▶ Written exercise
Copy the lines of the entries below, starting at the line containing "Task: find the roof" and running through the last line of the entries. Reproduce them without any change.
──────── Items ────────
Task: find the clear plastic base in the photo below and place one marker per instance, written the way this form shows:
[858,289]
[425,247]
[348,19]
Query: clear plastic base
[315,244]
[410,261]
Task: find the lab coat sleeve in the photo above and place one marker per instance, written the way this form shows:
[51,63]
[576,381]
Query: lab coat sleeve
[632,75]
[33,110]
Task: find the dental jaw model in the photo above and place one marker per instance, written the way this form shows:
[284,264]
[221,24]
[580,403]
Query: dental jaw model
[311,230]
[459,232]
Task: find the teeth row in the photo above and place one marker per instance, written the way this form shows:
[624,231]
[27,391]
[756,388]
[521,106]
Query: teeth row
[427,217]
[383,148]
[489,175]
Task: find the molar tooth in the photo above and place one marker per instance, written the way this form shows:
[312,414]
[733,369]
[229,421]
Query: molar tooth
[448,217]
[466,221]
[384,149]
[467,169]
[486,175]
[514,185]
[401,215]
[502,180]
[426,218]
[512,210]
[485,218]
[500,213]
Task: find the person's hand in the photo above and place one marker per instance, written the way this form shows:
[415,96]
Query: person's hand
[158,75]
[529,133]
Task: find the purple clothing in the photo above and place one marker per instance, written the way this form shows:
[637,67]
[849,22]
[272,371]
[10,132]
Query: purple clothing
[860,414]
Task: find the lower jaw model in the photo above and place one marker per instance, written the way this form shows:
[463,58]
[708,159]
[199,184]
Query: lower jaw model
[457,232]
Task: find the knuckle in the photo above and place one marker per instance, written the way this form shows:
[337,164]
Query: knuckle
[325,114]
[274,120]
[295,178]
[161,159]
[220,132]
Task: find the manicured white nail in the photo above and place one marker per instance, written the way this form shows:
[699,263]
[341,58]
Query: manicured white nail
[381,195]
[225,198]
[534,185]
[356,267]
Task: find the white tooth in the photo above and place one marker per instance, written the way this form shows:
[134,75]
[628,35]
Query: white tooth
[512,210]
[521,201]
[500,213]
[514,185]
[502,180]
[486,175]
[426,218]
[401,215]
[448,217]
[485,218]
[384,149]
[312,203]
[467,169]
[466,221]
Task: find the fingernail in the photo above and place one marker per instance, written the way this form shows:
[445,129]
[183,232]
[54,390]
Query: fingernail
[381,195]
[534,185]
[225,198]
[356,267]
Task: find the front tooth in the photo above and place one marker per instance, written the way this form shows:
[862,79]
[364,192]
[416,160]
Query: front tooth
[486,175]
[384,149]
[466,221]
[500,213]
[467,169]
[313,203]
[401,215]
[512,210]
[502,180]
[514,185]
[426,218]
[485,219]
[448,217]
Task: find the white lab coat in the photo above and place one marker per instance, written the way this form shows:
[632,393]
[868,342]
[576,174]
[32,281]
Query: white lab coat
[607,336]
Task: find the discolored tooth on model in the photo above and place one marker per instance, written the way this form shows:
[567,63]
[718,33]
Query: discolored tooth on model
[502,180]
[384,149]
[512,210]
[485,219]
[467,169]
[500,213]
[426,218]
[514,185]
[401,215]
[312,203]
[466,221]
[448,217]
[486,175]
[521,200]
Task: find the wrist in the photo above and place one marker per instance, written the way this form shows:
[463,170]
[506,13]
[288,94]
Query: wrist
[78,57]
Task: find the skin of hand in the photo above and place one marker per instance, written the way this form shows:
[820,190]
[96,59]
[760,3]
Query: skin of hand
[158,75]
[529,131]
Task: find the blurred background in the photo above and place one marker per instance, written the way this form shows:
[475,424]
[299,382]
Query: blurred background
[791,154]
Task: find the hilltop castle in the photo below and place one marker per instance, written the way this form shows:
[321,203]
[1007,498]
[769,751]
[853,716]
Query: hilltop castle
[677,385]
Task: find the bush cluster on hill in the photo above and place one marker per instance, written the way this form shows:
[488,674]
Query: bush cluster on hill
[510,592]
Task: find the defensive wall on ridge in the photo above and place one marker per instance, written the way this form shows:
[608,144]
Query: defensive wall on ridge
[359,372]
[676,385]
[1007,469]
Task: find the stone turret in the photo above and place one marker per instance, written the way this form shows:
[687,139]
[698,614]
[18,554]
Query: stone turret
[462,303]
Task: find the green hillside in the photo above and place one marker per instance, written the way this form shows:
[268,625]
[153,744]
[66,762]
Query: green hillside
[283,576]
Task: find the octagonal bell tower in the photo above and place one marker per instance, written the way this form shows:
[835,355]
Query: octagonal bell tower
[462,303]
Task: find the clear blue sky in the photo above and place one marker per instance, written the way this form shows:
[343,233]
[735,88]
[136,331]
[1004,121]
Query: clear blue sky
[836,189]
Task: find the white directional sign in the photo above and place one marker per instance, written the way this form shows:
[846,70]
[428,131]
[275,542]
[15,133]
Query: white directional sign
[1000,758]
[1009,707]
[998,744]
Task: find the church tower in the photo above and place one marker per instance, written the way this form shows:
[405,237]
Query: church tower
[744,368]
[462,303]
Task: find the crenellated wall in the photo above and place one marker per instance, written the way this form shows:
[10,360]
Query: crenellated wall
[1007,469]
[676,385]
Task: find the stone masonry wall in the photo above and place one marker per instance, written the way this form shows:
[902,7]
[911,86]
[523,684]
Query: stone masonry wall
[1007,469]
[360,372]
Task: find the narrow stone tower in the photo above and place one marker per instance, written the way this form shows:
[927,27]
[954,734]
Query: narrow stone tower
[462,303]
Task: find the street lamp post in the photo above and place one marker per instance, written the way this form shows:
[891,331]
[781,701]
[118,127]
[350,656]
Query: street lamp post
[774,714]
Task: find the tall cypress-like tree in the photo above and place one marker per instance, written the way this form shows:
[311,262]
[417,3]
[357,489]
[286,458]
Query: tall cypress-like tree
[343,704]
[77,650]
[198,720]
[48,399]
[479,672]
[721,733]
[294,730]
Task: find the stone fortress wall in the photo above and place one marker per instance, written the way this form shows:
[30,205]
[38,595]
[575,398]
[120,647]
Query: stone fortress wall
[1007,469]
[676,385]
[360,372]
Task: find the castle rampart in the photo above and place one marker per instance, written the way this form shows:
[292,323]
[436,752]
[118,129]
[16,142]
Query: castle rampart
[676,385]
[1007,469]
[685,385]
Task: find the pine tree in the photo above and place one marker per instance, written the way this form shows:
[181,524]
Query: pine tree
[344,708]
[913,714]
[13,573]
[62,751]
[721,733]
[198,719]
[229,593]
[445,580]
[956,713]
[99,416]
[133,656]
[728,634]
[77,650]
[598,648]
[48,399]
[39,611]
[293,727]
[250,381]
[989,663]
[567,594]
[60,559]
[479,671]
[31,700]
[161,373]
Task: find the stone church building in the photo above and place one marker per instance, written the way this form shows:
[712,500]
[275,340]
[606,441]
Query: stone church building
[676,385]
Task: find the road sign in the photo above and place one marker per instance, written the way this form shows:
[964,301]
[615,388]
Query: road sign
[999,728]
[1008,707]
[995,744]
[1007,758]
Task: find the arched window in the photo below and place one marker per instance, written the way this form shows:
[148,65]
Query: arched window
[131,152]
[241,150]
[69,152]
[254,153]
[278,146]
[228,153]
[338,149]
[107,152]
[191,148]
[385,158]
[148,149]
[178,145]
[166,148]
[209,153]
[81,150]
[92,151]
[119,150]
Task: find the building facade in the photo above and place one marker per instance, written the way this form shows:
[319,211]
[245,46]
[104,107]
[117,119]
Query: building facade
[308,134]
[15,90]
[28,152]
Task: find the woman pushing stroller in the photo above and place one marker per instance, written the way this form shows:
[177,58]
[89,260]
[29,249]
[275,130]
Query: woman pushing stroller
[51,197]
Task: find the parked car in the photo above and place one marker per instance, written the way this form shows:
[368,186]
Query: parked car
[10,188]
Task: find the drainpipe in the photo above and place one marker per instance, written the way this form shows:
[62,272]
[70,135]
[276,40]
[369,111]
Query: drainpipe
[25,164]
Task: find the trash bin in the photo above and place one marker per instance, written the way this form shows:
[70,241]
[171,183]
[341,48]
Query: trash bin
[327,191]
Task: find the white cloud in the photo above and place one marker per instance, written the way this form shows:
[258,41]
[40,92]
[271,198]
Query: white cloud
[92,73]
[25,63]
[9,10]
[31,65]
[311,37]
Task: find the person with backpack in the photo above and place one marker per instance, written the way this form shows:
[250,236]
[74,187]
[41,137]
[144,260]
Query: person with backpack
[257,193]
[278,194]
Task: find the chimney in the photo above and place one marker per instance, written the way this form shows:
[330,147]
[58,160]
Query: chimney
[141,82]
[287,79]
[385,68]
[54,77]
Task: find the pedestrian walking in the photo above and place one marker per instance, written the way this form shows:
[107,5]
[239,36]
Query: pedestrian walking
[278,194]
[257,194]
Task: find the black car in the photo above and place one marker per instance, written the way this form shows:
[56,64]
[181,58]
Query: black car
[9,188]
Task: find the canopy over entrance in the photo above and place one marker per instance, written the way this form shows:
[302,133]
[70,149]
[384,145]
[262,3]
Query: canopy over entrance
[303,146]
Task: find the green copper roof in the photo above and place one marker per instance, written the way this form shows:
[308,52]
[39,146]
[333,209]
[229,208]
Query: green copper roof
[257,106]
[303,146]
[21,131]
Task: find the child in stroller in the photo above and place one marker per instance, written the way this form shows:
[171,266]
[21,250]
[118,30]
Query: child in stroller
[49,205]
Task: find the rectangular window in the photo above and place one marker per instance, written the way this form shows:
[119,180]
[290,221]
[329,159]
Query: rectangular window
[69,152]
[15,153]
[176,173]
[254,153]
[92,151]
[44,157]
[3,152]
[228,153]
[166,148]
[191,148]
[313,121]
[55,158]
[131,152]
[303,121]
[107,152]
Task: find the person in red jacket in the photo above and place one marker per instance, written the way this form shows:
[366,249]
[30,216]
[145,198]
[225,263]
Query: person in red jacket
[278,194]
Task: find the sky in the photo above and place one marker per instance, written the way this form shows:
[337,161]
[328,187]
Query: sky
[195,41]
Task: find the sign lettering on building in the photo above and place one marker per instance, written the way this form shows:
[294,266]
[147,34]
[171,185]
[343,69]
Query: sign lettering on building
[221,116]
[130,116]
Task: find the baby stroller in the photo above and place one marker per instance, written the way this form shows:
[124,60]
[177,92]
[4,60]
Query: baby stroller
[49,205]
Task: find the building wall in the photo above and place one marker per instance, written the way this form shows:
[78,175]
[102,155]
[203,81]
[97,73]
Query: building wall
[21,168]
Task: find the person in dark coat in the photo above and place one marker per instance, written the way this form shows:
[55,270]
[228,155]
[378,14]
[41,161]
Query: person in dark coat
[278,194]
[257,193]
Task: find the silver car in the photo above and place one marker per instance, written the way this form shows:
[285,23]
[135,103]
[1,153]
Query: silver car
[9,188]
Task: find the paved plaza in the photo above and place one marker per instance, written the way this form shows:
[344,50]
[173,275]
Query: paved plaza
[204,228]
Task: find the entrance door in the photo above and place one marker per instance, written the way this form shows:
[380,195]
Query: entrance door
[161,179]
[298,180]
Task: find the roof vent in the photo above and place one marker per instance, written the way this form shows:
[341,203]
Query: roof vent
────────
▶ Exercise solution
Task: find the roof vent in the photo above and place one marker per instance, written the way this form shows:
[341,203]
Query: roof vent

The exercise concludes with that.